### Records shown
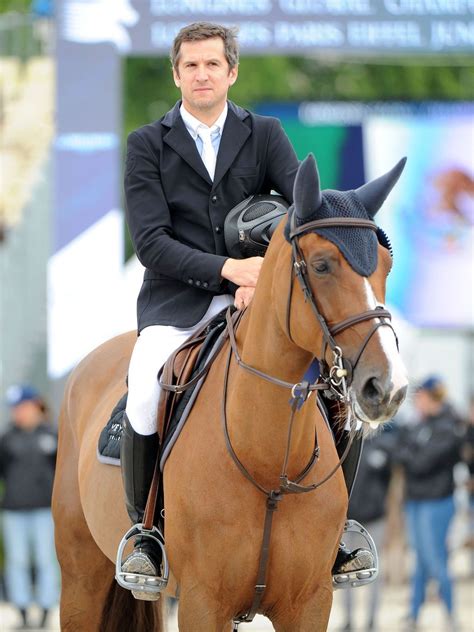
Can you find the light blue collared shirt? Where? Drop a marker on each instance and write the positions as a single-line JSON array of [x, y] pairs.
[[193, 124]]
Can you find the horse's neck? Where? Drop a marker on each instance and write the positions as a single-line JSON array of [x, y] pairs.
[[258, 411]]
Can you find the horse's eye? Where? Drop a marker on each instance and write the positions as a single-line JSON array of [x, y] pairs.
[[320, 266]]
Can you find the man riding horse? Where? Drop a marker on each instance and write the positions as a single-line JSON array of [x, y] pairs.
[[183, 174]]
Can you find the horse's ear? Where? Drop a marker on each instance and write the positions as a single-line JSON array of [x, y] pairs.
[[307, 190], [374, 193]]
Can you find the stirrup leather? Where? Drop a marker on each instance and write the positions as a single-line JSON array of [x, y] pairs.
[[137, 582], [354, 579]]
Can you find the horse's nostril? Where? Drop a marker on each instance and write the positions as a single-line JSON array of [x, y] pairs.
[[373, 391], [399, 396]]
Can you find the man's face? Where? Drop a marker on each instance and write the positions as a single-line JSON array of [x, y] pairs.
[[203, 76]]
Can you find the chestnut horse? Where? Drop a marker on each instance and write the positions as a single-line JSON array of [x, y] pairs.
[[214, 515]]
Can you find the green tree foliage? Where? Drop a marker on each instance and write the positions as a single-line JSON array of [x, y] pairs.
[[150, 91], [22, 6]]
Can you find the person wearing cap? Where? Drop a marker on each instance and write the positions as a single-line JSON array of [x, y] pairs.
[[428, 450], [27, 462], [183, 175]]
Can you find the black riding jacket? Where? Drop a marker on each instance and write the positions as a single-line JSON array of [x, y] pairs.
[[428, 452], [27, 462]]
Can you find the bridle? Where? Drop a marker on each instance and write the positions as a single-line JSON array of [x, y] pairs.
[[334, 381], [339, 376]]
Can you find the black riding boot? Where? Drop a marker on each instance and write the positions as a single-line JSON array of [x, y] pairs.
[[360, 559], [138, 456]]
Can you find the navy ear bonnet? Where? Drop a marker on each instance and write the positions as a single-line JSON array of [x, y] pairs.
[[357, 245]]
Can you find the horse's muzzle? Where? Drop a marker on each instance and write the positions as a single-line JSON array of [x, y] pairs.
[[377, 399]]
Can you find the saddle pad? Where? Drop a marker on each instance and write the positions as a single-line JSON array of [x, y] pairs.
[[108, 449]]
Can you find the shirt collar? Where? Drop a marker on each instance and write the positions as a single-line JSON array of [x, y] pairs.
[[193, 124]]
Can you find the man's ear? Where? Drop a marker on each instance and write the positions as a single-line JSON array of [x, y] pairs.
[[233, 74], [177, 80]]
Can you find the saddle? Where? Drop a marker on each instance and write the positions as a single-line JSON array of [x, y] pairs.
[[185, 368]]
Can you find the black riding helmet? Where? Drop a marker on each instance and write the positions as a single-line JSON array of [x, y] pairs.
[[250, 225]]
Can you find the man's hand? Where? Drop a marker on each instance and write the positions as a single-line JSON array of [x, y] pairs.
[[243, 296], [242, 272]]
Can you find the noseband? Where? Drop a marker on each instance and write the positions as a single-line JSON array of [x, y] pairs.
[[339, 376]]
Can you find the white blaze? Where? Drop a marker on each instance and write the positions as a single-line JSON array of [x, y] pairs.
[[388, 343]]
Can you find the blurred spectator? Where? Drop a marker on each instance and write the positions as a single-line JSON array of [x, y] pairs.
[[367, 506], [27, 462], [468, 457], [428, 451]]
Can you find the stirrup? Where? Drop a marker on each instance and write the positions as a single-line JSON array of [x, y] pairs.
[[137, 582], [354, 579]]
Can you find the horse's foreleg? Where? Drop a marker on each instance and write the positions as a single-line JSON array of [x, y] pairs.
[[86, 574], [312, 616]]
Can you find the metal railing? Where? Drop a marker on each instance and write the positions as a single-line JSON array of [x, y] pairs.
[[23, 35]]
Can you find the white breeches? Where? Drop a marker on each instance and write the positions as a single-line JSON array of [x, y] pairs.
[[152, 348]]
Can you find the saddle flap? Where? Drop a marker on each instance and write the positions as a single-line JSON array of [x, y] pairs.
[[176, 370]]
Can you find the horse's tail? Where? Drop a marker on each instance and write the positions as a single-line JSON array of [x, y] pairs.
[[123, 613]]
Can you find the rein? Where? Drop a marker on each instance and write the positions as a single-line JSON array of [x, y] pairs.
[[335, 380]]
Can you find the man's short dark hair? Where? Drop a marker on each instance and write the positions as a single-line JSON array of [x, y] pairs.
[[205, 30]]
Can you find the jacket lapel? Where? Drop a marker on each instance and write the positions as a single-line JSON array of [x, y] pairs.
[[234, 136], [179, 139]]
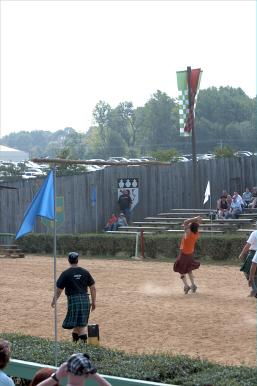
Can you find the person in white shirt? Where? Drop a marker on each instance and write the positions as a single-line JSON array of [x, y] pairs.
[[77, 369], [248, 251], [5, 354], [252, 275]]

### Task to carry out
Rewrite all of the data above, replacing "Drop a marker" with "Place a marker" wherever it appears and leaving everything else unchanged. Omit the pictures from your answer.

### Result of this task
Can you find the light blue collared shirt? Where? Place a marker on each instance and write the positions as a single-line JSON array of [x, y] pairs.
[[193, 124]]
Can you find the horse's neck? Where? Place a marker on each instance and write the positions as a single-line JSON array of [x, y] pairs.
[[258, 411]]
Can you find the horse's eye? Where? Place a marker on each instance and write the positions as a single-line JSON array of [x, y] pairs.
[[320, 266]]
Can you find the man riding horse? Where? Place a marker on each instance and write the positions as a single-line JSON array of [x, y] pairs.
[[183, 174]]
Can you find the horse's ear? Where? Place a marker on each instance and write the positions as a single-line JSON array of [x, y] pairs.
[[307, 190], [374, 193]]
Can you find the stirrup leather? Where? Place a marker on each instance and write the positions as a single-line JSON array of [x, y] pairs.
[[137, 582], [354, 579]]
Can you find the horse's nostril? Where? Place a marker on each instance and write the positions as a single-line JSON array of [x, y] pairs.
[[373, 391], [399, 396]]
Can you find the man's face? Where? Place a marker on each instance and write the positions as a single-line JSON array of [x, y] pairs.
[[203, 76]]
Can you find the chestnut horse? Where? Place a marker on each instance and write the positions as a single-line JSON array of [x, y] pairs.
[[214, 515]]
Can you find the green tree foliage? Where? Place a marker on each instance and write the positions as a single-line JSON array of [x, y] pairs.
[[150, 91], [22, 6]]
Can you find the person wearing cap? Where? Place a marker on each instance and write the positions as a single-line JSON array of [x, y] pairs.
[[428, 450], [27, 462], [183, 175]]
Can you find the black riding jacket? Where? Place a marker on each instance and write the positions as a single-line JSON array of [x, y] pairs.
[[428, 452], [27, 462]]
Can you find the bridle? Where? Place a marker on each instance and write the positions as a single-line JSON array of [x, y] pairs.
[[334, 381], [339, 376]]
Can you find the black riding boot? Where? Place a marker on each instance and write the positions as a single-line JSON array of [x, y] pairs.
[[360, 559], [138, 456]]
Can you find the navy ear bonnet? Where? Place a marker on each instance and write the positions as a single-line JSON array of [x, y] pairs.
[[357, 245]]
Can you find the horse's muzzle? Where? Place a marker on each instance and write the positions as a single-line JSON array of [x, y] pairs.
[[377, 399]]
Can you find the saddle pad? Where? Place a marker on each instance and write the positions as a single-line JSON array of [x, y] pairs.
[[108, 449]]
Can you find the shirt collar? Where? Place a marker on each instance and write the positions as a single-line JSON array of [x, y] pairs.
[[193, 124]]
Can you find the man's ear? Where? Place a marker on each instance and write the positions as a single-line JSON array of [x, y] pairs.
[[233, 74], [177, 80]]
Can you find the saddle? Where? Place a marker on each instance and write the positions as a single-line JSON array of [x, y] pairs.
[[185, 368]]
Can you find the black riding helmet? Where? Place a marker on each instance and write the positions as a single-line JSON array of [x, y] pairs.
[[250, 225]]
Can you find the man's hand? Where? Place a marker on each instance and write the positions as a single-line JSON array of [x, y] pairs.
[[243, 296], [242, 272]]
Can you find the noseband? Where? Place a marker on each instance and write the positions as a single-line JSON array of [x, y] pairs.
[[339, 376]]
Can you find the white blaze? Where? Place a marker on each instance and write the positions as a single-line JSON array of [x, y] pairs.
[[388, 343]]
Can you find the blurred spectator? Where? Place a marker on each instance and write the positions as a single-line JSON array of [x, y] pairs.
[[367, 506], [27, 462], [468, 457], [428, 451]]
Can you find the stirrup? Where? Place a marker on each instance and write the positions as a single-line JSON array of [x, y] pairs.
[[137, 582], [354, 579]]
Can you find the horse's foreleg? Where? Place a marker on each instance and write the positions as a single-line JSON array of [x, y] pairs.
[[86, 574], [312, 616]]
Can you find the metal railing? Where? Place a marker on each instance and write the positions as a single-line JSON array of [x, y] pairs.
[[23, 35]]
Can you find the white breeches? Where? Place a marker on each instance and write the positions as a single-line JSON array of [x, y] pairs.
[[152, 348]]
Can you find the saddle flap? Where? Place a marker on each instance and write the positions as a single-line JSON array of [x, y] pairs.
[[176, 370]]
Can you find the horse's tail? Where? Place a marker on each instance and write the positions as a single-line JSON array of [x, y] pairs.
[[123, 613]]
Can you find the rein? Where? Place a marker on each instance and write the positions as a single-line JSON array of [x, y] pairs.
[[335, 380]]
Can you find the man's short dark hair? Where? Place a marker on each instance and write the positions as a single-line JSON array of [x, y] pairs.
[[205, 30]]
Can you find the jacket lapel? Where? Place a marker on each instance and write the positions as a single-line JSON array of [x, y] pairs.
[[234, 136], [179, 139]]
Can you find the person in white shirt? Where? Place a marker on each instance and write the positions as a single-line JSON array of [x, y] pairs.
[[77, 369], [248, 251], [5, 354], [252, 275]]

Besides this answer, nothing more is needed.